Brief: Copy out the lines starting at the one containing "Please identify the red car body" and ending at the one containing "<point>675,525</point>", substituting "raised knee" for "bent knee" and leaving everything else unchanged.

Exercise materials:

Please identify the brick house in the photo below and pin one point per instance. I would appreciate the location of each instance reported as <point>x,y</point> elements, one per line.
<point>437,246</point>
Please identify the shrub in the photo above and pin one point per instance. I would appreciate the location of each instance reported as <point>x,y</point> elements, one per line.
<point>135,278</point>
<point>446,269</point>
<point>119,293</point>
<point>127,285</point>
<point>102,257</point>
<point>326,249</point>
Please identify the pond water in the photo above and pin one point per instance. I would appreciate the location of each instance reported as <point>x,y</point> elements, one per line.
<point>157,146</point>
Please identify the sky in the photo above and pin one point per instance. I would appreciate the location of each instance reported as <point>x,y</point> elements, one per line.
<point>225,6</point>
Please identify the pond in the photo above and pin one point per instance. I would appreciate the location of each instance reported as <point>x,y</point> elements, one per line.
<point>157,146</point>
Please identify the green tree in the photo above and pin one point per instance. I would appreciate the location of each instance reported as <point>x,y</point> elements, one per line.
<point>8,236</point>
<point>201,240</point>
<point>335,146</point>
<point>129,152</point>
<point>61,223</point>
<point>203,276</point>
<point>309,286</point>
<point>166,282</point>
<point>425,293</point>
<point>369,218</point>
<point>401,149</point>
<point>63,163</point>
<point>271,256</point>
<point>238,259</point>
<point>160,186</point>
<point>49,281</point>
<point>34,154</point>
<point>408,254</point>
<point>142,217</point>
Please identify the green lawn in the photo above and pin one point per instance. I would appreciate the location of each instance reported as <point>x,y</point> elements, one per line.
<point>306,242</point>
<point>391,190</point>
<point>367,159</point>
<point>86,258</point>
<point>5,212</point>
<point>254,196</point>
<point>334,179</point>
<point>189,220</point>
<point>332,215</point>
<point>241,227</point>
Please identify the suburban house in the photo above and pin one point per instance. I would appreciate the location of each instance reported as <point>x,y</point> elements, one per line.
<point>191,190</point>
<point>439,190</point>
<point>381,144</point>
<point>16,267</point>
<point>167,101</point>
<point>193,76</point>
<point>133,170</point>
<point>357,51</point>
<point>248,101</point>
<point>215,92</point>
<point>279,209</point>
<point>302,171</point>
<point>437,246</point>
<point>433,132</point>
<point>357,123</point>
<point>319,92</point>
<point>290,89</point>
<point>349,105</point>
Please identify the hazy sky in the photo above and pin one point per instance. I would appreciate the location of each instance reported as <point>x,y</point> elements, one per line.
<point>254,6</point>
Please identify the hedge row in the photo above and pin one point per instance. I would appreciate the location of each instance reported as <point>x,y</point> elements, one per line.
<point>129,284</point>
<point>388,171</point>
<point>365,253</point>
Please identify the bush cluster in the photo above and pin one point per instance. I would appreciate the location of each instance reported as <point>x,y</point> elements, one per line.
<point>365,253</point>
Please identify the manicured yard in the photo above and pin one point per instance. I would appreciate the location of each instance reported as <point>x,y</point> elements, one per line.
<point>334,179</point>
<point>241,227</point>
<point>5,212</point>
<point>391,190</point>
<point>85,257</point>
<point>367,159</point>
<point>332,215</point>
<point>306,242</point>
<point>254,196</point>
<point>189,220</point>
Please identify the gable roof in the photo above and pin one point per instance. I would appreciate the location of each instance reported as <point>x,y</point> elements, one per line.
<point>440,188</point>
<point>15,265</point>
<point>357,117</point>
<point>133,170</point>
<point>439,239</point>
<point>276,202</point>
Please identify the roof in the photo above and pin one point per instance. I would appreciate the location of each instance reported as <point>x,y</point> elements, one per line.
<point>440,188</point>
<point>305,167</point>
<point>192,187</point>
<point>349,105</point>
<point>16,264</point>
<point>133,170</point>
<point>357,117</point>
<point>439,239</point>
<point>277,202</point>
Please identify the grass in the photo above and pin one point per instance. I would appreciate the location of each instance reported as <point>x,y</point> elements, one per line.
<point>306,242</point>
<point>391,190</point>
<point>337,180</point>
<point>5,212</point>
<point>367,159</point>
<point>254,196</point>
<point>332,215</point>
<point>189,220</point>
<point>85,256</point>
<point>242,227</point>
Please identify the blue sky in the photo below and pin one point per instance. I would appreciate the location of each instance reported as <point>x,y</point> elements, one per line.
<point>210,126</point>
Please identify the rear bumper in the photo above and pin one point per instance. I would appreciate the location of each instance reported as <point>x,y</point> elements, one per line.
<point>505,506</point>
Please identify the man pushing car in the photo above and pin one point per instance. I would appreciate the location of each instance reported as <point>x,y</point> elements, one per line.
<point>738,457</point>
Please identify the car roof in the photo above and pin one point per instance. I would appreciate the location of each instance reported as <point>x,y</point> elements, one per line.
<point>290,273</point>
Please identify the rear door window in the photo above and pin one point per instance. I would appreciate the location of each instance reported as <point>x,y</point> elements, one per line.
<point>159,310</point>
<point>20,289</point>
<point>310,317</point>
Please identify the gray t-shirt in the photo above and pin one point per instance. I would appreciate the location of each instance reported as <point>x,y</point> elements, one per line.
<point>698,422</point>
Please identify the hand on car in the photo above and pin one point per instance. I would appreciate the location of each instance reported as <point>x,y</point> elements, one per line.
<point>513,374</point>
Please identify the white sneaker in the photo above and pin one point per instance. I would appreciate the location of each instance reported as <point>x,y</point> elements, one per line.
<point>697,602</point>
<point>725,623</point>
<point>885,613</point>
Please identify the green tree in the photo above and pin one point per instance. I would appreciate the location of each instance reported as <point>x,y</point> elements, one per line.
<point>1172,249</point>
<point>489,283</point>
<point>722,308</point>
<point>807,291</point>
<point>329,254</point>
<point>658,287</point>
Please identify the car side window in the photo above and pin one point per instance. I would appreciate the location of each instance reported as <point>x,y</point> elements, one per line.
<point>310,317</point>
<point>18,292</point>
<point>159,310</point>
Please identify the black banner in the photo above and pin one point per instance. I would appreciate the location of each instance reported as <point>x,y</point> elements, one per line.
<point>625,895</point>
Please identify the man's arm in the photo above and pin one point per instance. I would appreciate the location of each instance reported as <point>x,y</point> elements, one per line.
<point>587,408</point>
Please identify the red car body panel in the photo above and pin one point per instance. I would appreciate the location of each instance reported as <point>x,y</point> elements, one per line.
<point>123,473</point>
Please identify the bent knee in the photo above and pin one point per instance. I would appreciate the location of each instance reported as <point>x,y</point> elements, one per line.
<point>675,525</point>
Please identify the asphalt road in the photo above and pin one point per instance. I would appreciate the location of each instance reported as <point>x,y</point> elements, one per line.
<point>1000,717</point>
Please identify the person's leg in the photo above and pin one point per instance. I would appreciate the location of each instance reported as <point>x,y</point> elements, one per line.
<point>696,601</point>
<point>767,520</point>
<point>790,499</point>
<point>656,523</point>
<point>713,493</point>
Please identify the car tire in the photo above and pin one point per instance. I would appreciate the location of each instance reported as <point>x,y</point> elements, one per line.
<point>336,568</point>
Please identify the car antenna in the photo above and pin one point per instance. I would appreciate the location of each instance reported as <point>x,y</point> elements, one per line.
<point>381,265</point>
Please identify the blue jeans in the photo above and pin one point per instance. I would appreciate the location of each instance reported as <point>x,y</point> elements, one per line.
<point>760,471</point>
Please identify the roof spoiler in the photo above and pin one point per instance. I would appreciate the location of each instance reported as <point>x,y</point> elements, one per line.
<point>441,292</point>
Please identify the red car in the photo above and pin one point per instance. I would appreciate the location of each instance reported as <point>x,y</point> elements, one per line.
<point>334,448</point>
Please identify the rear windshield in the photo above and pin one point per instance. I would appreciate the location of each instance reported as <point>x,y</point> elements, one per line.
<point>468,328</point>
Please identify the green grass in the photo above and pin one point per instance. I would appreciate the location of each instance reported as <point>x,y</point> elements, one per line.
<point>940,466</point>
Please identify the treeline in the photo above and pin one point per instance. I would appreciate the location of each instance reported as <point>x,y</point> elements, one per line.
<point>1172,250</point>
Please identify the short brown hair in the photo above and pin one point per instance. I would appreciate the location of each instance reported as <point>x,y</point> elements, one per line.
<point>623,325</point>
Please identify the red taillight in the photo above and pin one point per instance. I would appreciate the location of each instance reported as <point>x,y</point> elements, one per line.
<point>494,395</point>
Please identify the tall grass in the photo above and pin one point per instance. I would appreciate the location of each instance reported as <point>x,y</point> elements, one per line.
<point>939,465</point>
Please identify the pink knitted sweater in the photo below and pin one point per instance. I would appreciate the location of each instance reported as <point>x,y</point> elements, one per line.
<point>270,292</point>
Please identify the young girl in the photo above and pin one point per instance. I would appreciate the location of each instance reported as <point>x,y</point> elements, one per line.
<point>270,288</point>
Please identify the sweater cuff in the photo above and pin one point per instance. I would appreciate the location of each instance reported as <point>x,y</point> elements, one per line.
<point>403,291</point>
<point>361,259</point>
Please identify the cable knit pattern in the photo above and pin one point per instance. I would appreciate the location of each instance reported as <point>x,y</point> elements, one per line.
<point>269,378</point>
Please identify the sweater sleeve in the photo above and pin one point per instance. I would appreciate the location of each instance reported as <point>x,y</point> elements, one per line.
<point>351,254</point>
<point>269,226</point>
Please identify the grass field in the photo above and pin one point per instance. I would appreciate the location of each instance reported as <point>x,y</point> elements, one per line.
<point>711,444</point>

Result:
Please identify the red car body panel in the photo above and pin one point per instance. I would appreciate the location of each instance reported as <point>x,y</point> elements, one per line.
<point>123,473</point>
Please identify the raised knee in the photo above and pin one point per instance. I would appreciate the location of each instance reported as <point>x,y</point> elements, one per line.
<point>675,525</point>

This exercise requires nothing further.